● EXERCISE TASK: Copy the data below exactly as it stands, keeping every line the same.

(Location identification data)
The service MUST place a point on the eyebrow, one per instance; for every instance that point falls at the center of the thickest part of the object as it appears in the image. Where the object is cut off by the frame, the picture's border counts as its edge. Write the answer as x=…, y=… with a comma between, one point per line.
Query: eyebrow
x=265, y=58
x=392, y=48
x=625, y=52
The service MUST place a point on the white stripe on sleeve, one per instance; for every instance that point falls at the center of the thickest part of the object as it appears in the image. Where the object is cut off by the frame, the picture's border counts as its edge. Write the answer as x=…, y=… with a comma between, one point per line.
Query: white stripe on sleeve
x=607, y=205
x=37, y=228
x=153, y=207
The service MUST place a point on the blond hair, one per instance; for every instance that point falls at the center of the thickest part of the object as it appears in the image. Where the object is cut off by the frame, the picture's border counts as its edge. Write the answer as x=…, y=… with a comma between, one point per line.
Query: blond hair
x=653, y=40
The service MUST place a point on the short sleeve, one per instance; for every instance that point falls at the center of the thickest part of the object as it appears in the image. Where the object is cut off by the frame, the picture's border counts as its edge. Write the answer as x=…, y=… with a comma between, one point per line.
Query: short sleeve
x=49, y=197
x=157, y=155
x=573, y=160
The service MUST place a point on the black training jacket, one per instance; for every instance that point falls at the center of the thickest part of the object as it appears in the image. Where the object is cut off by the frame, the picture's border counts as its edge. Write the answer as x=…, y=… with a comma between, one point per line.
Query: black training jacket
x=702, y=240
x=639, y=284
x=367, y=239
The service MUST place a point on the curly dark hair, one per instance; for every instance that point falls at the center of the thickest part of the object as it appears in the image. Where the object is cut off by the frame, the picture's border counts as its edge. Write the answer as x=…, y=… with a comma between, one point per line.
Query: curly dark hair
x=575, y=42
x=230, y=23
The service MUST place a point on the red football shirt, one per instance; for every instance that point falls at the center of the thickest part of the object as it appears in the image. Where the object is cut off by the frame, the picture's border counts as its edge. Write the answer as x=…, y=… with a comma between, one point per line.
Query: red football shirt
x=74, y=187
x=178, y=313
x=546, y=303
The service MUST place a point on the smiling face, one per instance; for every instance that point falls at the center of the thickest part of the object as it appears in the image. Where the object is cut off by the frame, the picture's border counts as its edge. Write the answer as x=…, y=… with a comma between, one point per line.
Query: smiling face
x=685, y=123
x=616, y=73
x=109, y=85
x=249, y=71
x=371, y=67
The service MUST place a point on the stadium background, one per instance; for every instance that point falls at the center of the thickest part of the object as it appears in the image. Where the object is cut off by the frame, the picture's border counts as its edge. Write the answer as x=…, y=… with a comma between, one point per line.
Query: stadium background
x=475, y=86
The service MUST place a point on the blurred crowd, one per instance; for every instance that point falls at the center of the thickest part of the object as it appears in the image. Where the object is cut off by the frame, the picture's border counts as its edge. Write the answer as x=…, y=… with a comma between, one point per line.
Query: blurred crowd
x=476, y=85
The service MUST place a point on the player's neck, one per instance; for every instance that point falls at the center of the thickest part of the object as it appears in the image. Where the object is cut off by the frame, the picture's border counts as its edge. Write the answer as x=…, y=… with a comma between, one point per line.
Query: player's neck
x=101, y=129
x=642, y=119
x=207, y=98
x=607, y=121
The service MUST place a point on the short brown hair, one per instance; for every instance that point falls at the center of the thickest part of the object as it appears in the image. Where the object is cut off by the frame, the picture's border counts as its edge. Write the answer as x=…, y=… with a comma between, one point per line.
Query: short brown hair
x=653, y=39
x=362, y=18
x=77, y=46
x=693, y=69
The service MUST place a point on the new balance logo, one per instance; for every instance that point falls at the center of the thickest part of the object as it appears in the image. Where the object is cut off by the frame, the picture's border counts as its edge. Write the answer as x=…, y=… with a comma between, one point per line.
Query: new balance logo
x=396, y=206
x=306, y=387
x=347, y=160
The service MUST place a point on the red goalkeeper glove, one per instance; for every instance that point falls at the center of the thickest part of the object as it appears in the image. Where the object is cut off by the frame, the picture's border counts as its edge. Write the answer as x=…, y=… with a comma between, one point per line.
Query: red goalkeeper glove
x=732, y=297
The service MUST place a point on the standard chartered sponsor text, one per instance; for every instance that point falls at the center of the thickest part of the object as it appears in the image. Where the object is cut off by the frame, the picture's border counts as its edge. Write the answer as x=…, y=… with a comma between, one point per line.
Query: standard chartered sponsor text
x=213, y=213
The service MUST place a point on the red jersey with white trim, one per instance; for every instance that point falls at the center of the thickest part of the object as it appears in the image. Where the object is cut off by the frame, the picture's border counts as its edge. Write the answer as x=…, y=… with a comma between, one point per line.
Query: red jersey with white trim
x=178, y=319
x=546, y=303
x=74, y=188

● OUTPUT FOR THIS TASK:
The service MUST place a point on the eyebrow, one per instance; for every instance that point falls at the center of the thickest part of the object as it appears in the image. Where the object is cut off by the frame, the picture's border counts as its edge. Write the answer as x=…, y=… with a comma between, one point per line.
Query: eyebrow
x=265, y=58
x=392, y=48
x=625, y=52
The service MUST place a point on the white stripe on sleeve, one per instance; for every instance that point falls at the center of the thickest part of the object as it appears in the image. Where the object is cut off by the frame, the picture's border counts as its edge. Write the answer as x=…, y=… with a comma between, one point per line.
Query: white stripe on sleeve
x=607, y=205
x=37, y=228
x=153, y=207
The service MUST place a point on the blond hair, one per instance; for every instance that point falls at the center of the thickest part of the object as it appears in the image. Where the object is cut off by the frame, the picture's border counts as its edge. Write the answer as x=…, y=… with a comma between, one point per line.
Query: blond hair
x=653, y=40
The service MUST place a point on the short sleeve, one per instance; for every instance that point falls at the center of the thickest part of the object as it appears in the image. Where the object is cut off by the frame, the picture's border counts as its edge. Write the answer as x=…, y=… with a comma between, one point per line.
Query: short sleeve
x=49, y=197
x=157, y=155
x=573, y=160
The service MUST place a point on the black training jacket, one per instance; for every instance that point falls at the center of the thickest part of the object as it appears in the image. Where the object is cut off by the frame, the picture's border counts as its edge. Write the answer as x=…, y=… with a comma between, one point per line.
Query: black training jacket
x=702, y=240
x=639, y=284
x=367, y=239
The service MUST place a point on the curly dark hair, one per instance; for every instance that point falls at the center of the thickest part of the object as it appears in the image. Where the object is cut off by the frame, the picture's border counts as its edge. Write the answer as x=…, y=… with a comma between, one point per line.
Query: curly dark hair
x=575, y=42
x=230, y=23
The service MUST place a point on the red football shirt, one per instance; for every instance that point falls at the center of the thickest part of the object as it appears in the image. Where the object is cut off by the frame, the picture's border counts as its edge. Write the answer as x=…, y=… with a comma between, one point per line.
Query: red football shirt
x=74, y=187
x=178, y=313
x=546, y=303
The service MUST place a point on the smiling face, one per instance; for every instance that point falls at the center of the thickest part of the object as it appears in the image. Where the object is cut off by the frame, the picture's border counts as its edge. Write the answer as x=…, y=… with a comma between, one point per line.
Query: smiling face
x=685, y=123
x=616, y=73
x=109, y=85
x=249, y=71
x=371, y=67
The service MUST place a point on the stadium background, one per instance; for every instance that point falls at the center of the thickest part of the object as it appears in the image. Where the object is cut off by the frame, the picture's border counts as its edge. Write the answer as x=…, y=… with a comma between, one point per line.
Query: stadium background
x=475, y=86
The service MUST place a point on the blurred crowd, one per instance; for every instance that point falls at the center of the thickest part of the object as it appears in the image. Where the object is cut off by the frame, the picture's border counts as its edge. Write the answer as x=…, y=… with a comma between, one point per line.
Query: blurred crowd
x=476, y=85
The service MUST place a point on the player's neck, one per instance; for every instance that point falls at the center of the thickest part of the object as it appears in the image. Where the object is cut off by the frame, the picture's border counts as its edge. Write the answer as x=…, y=… with a comma between, one point per line.
Query: player's neck
x=101, y=129
x=642, y=119
x=207, y=98
x=607, y=121
The service MUST place a point on the short brown hair, one per instance; for every instance that point falls at the center of the thickest part of the object as it appears in the image. Where the object is cut off by the frame, the picture's border counts as its edge. Write the answer as x=…, y=… with a comma between, one point per line.
Query: short brown hair
x=653, y=39
x=362, y=18
x=77, y=46
x=693, y=69
The service MUST place a point on the new balance logo, one per instance; for every instance that point falls at the center of the thickest part of the object as it appears in the image. Where the object is cut off by the frame, the picture's border counts as its edge. Write the answer as x=…, y=… with a comma between, one point per line.
Query: new balance logo
x=396, y=206
x=306, y=387
x=347, y=160
The service MUST place a point on the red goalkeeper glove, one per instance; for every instance that point falls at the center of the thickest part of the object as it appears in the image. Where the object is cut off by the frame, the picture's border counts as its edge. Write the answer as x=…, y=… with a comma between, one point per line.
Query: red goalkeeper glove
x=732, y=297
The service MUST place a point on the standard chartered sponsor text, one per instance; for every instance that point falls at the center of the thickest part of the object as it appears in the image. Where the object is cut off by the frame, the picture's border counts as its edge. Write the answer as x=…, y=… with a comma between, one point per line.
Query: standard chartered sponsor text
x=213, y=213
The service MUST place a point on the red jersey with white trim, one per instance; for every instance that point falls at the center of the thickest part of the object as it appears in the image. Where the object is cut off by the frame, the picture's border counts as its edge. Write the answer as x=…, y=… with a comma between, one point per line.
Query: red jersey with white trim
x=178, y=319
x=546, y=303
x=74, y=188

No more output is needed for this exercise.